_Stated problem_
Continue the personal essay below about acknowledging a long-held dream of writing movies and TV shows, picking up after its final sentence.

_Given passage_
========================================

WHO’S BEHIND THIS.

Hi, I’m Gladiola – a thinker, feeler and quiet observer of the inner world. I created Echoes of a Thought as a space to explore the mind, emotions and the invisible stories we all carry. Here, i write about mental health, self-awareness and the strange beauty of being human.

Acknowledging My Dream

Why is it so complicated, not just to chase a dream, but to acknowledge it?

For 25 years, I’ve had this dream of writing and creating movies and TV shows, yet it took me all this time to admit it to myself—not even to my parents, friends, or boyfriend. It feels like a secret wish that, if expressed, might ruin my relationships or change how people perceive me. I worry that if I tell them, they’ll think I’m crazy or delusional.

How do I explain that I wake up, go through my day, and then go to sleep, all while thinking about scenes, settings, and the perfect music to evoke emotions?

========================================

_Record list_

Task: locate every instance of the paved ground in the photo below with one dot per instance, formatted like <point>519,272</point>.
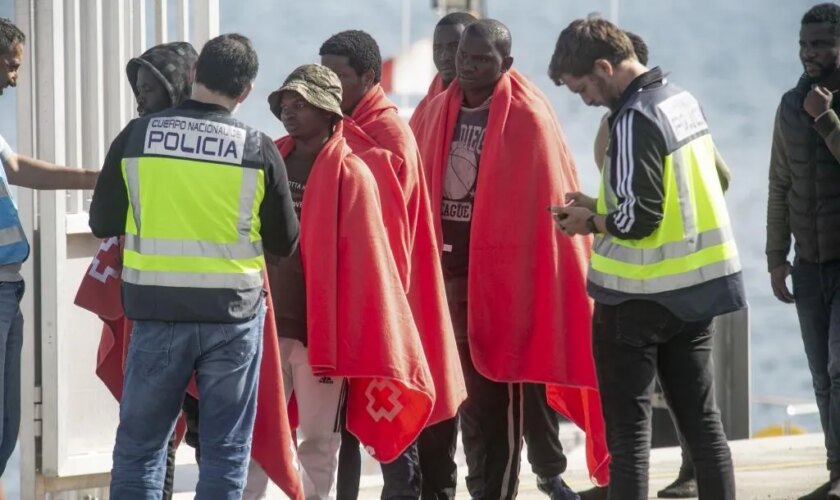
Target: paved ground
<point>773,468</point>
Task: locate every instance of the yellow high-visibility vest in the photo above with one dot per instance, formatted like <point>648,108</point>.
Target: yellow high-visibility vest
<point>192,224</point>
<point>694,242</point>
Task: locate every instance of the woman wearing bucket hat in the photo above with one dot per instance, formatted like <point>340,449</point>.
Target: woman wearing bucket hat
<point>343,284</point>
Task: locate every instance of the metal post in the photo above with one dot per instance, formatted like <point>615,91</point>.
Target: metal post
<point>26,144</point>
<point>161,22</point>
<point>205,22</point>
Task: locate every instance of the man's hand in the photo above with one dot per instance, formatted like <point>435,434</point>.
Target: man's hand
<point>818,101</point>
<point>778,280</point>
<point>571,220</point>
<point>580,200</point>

========================================

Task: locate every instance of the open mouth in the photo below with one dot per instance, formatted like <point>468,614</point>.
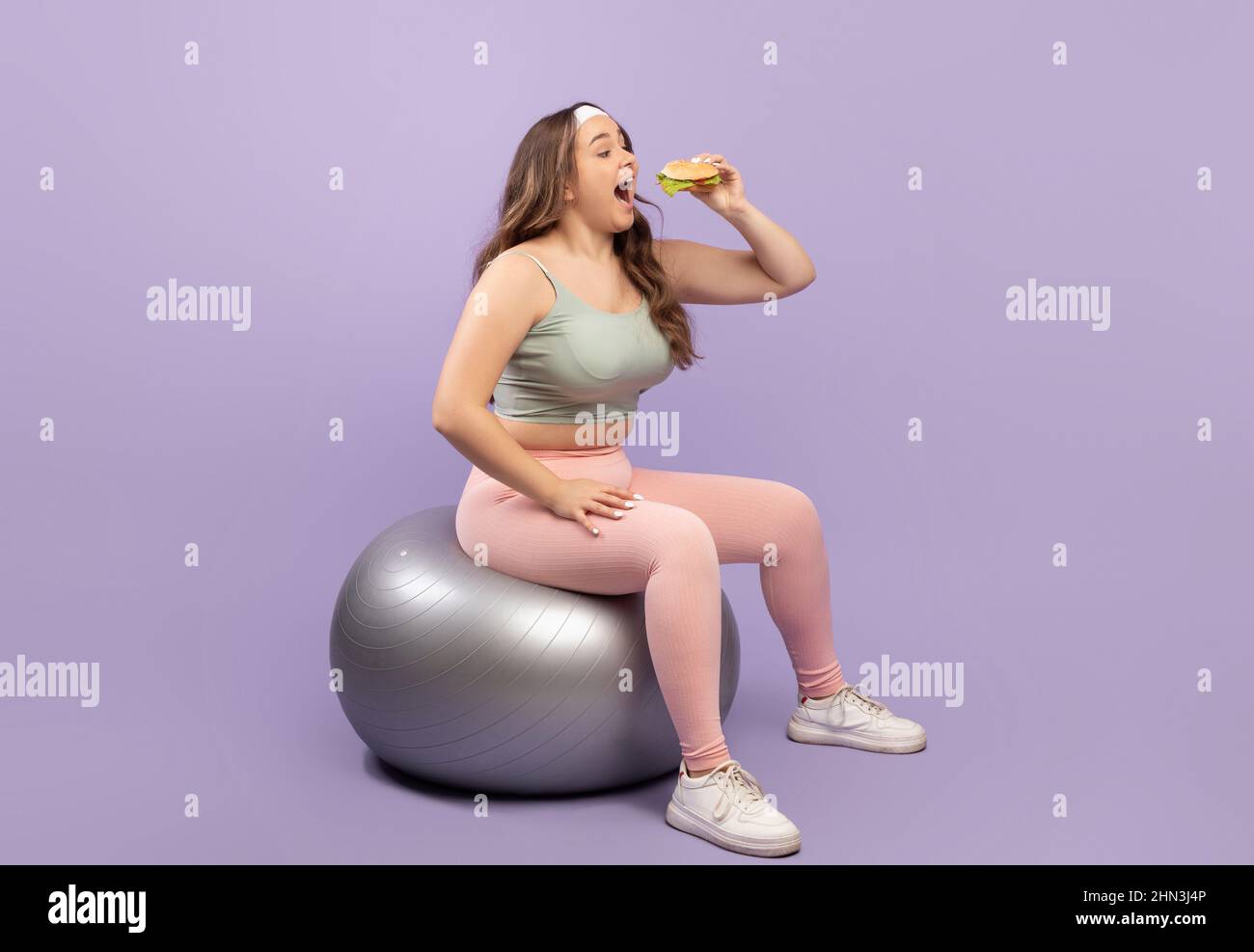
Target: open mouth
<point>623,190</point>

========================================

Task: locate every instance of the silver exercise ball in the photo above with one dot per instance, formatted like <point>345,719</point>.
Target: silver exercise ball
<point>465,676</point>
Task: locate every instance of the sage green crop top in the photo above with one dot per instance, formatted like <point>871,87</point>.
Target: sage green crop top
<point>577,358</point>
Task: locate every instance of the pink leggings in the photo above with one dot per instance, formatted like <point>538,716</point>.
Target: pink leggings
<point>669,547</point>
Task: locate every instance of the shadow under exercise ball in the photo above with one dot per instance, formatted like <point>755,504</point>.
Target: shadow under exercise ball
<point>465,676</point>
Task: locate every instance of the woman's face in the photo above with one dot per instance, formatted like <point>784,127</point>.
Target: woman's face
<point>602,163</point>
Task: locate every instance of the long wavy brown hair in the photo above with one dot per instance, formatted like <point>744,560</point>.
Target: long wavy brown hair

========================================

_Output for this task_
My intention isn’t to seek attention or followers on social media; it’s to make people feel. I want them to immerse themselves in the stories, to leave a mark and allow them to forget the real world for a while.

Throughout my life, I’ve been told I’m too sensitive, and that’s true. I either feel too much or nothing at all. So, is it wrong for me to use that sensitivity? To share my emotions with others and help them feel as intensely as I do? I believe everyone has a purpose aligned with their abilities. Some are born to be saviors, like doctors; some are leaders; others are nurturers. Perhaps my purpose is to be an entertainer, a thought provoker, or a seeker of connection.

It’s remarkable how we can connect with people globally in such a deep way, without knowing each other’s faces. I love the idea of being vulnerable and showing my true self while protected by anonymity. Though I’ve often felt lonely, my mind is a lively jungle of ideas and projects. I want to release these ideas, one at a time, to reach others who feel trapped in their minds, like captors who find a sense of peace in their solitude.

Now, I know what I want to do, and I will pursue it no matter what. When I reach my deathbed, I don’t want to be filled with regret for not trying. Instead, I want to be proud of myself for taking the leap and embracing my creative journey, even if i don’t succeed.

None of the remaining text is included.